§ Provided records

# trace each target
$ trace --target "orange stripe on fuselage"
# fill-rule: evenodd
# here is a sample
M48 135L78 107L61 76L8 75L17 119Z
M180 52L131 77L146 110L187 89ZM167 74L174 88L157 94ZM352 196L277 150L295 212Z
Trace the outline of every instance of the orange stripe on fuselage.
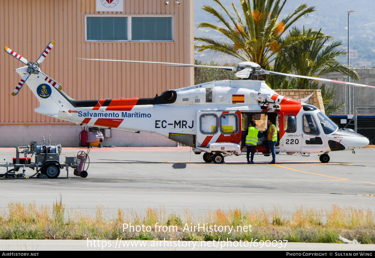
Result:
M139 98L119 98L112 100L107 107L103 107L106 110L128 111L135 105ZM101 107L106 100L100 100L93 108L93 110L98 110Z
M123 121L123 119L116 118L98 118L94 124L94 125L104 126L106 127L117 128L120 124Z
M91 118L85 118L83 119L83 121L82 121L82 122L81 123L81 124L84 124L85 125L87 125L88 123L88 122L90 122L91 120Z

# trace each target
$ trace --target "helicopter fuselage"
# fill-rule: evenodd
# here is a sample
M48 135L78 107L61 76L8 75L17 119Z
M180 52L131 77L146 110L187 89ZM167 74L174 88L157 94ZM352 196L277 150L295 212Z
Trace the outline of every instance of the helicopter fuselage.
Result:
M25 67L16 70L21 76ZM261 140L266 139L267 120L275 125L276 153L327 153L369 143L352 130L338 128L315 107L280 95L263 81L214 81L153 98L80 101L49 87L43 79L32 74L26 82L40 102L38 113L79 124L156 133L196 153L240 155L251 121ZM42 85L48 88L38 89ZM266 152L261 140L256 150Z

§ What is asked
Convert every line of the data above into a numbered list, leaving out blank lines and pictures.

§ Response to this task
1. # trace each target
2. $ trace --target "orange stripe on fuselage"
3. # fill-rule: evenodd
4. # here is a sample
5. M48 135L78 107L61 76L8 75L17 119Z
6. M180 52L131 77L146 110L187 89ZM167 74L174 88L157 94ZM352 196L277 150L295 212Z
7. Trace the outline of every instance of the orange stripe on fuselage.
8. Result:
9. M139 98L119 98L112 100L107 107L103 107L106 110L128 111L135 105ZM101 107L106 100L100 100L93 108L93 110L98 110Z
10. M123 121L123 119L116 118L98 118L94 124L94 125L104 126L106 127L117 128L120 124Z
11. M91 118L85 118L83 119L83 121L82 121L82 122L81 123L81 124L84 124L85 125L87 125L88 123L88 122L90 122L91 120Z
12. # trace each target
13. $ trace --target "helicopter fuselage"
14. # fill-rule: evenodd
15. # here is a sample
16. M48 135L78 107L61 76L8 75L17 119Z
17. M180 52L131 77L146 110L187 89ZM167 74L174 88L157 94ZM352 196L277 150L295 212Z
18. Trace the outline of every instance of the helicopter fuselage.
19. Result:
20. M25 67L16 70L21 76ZM261 140L266 139L267 120L275 125L276 153L327 153L369 143L352 130L338 128L315 107L280 95L263 81L214 81L153 98L80 101L49 87L43 79L32 74L26 82L40 102L38 113L79 124L156 133L196 153L240 155L251 121ZM42 85L48 88L38 89ZM266 152L261 140L256 150Z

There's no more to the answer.